Reproduce the listing below, swapping "neighboring house" for "adjacent house" and keeping everything else identical. Omit the pictures from your copy.

====

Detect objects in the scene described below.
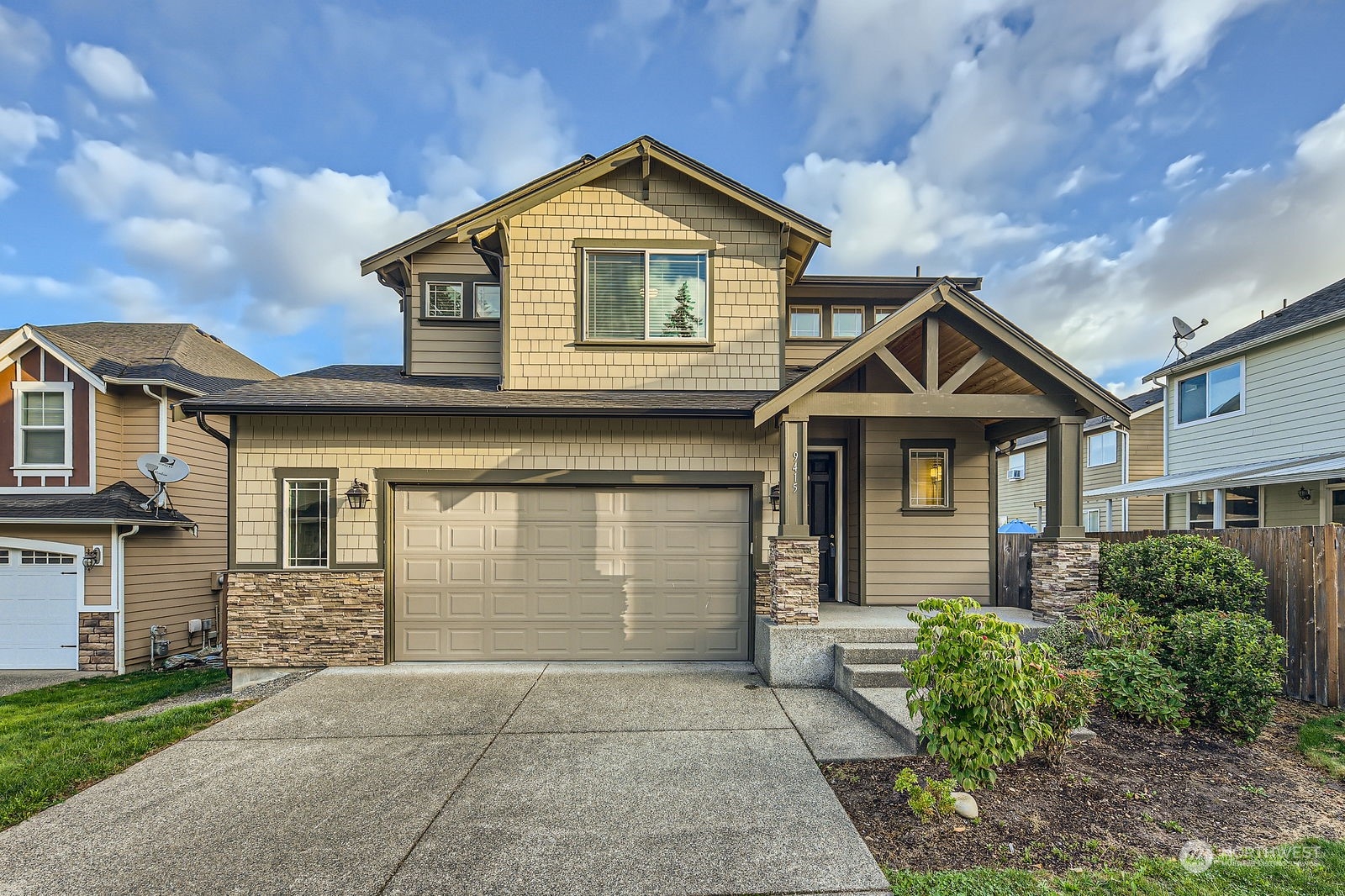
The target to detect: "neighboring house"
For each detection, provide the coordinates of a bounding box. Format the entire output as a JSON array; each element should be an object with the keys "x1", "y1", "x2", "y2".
[
  {"x1": 1000, "y1": 389, "x2": 1163, "y2": 531},
  {"x1": 184, "y1": 137, "x2": 1128, "y2": 677},
  {"x1": 1085, "y1": 271, "x2": 1345, "y2": 529},
  {"x1": 0, "y1": 323, "x2": 274, "y2": 672}
]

====

__THE RESPONSE__
Detect objects in the scene described below.
The target to detect: "adjacent house"
For each detection, provide the coordinates of a bounding box. Format the entire output as a JSON array; each element should be an object with the keys "x1", "y1", "x2", "y2".
[
  {"x1": 1000, "y1": 389, "x2": 1163, "y2": 531},
  {"x1": 184, "y1": 137, "x2": 1128, "y2": 677},
  {"x1": 1085, "y1": 271, "x2": 1345, "y2": 529},
  {"x1": 0, "y1": 323, "x2": 274, "y2": 672}
]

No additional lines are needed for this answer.